- Excerto do texto:

--*--

Houve medo nos bairros de Bissau. Lá está-se vulnerável pois não há grossas paredes para proteger nem que seja do estrondo das bombas. Está-se rente ao chão … à mercê.

Para além do medo há vergonha. Vergonha de terem um país que só é notícia pelas piores razões (como se diz em linguagem de noticiário). Um país onde se matam os dirigentes políticos e onde nunca se sabe quem o fez. E não há nada mais triste do que ver os guineenses com vergonha.

Quanto aos acontecimentos, depois de uma segunda-feira de reclusão, hoje fui tentar trabalhar e tive que fugir para casa porque havia confusão no Bandim. Primeiro constou que sem tiros, logo a seguir já os havia. Vim por atalhos porque a polícia tinha cortado o trânsito na Chapa. Passei por bairros e pensei “Tenho que fotografar isto para o blog” e senti-me culpada por esse olhar de repórter de meia-tigela.

Ana e Simão [7] relataram que a cidade estava mais calma no dia 3 de março:

As estradas de entrada e saída da cidade reabriram, sem militares nos controlos. O comércio voltou a funcionar. Mas tudo é imprevisível. A pessoas revelam uma alegria e alívio contidos (morreu um homem sanguinário, responsável em grande parte pela situação a que o país chegou). Contêm também a tensão e a expectativa, foi aparentemente um bom acontecimento, mas a Guiné sempre foi imprevisível. Volta-se a tentar fazer a vida normal, volta-se a ter esperança:
-”É agora que o país levanta – (onde é que já ouvi isto?). Que Nino descanse em paz e nos deixe descansar.”

--*--

- Material fornecido:
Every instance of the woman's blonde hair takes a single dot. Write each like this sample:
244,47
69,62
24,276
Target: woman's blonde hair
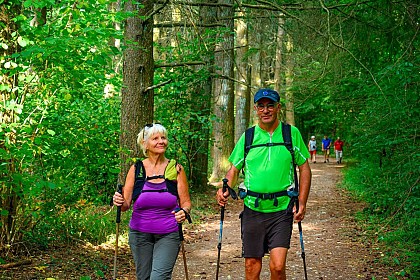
148,131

--*--

- Instruções de trabalho:
- a) Segundo o excerto sobre Bissau, por que se fica vulnerável nos bairros da cidade? Responda em uma a três frases.
- b) Reproduza, do excerto sobre Bissau, o trecho que vai de "Houve medo nos" até "chão … à mercê.".
As linhas não servem para nada aqui.

- As respostas:
- a) Nos bairros não há paredes grossas que protejam sequer do estrondo das bombas. Fica-se rente ao chão, à mercê.

- b)
Houve medo nos bairros de Bissau. Lá está-se vulnerável pois não há grossas paredes para proteger nem que seja do estrondo das bombas. Está-se rente ao chão … à mercê.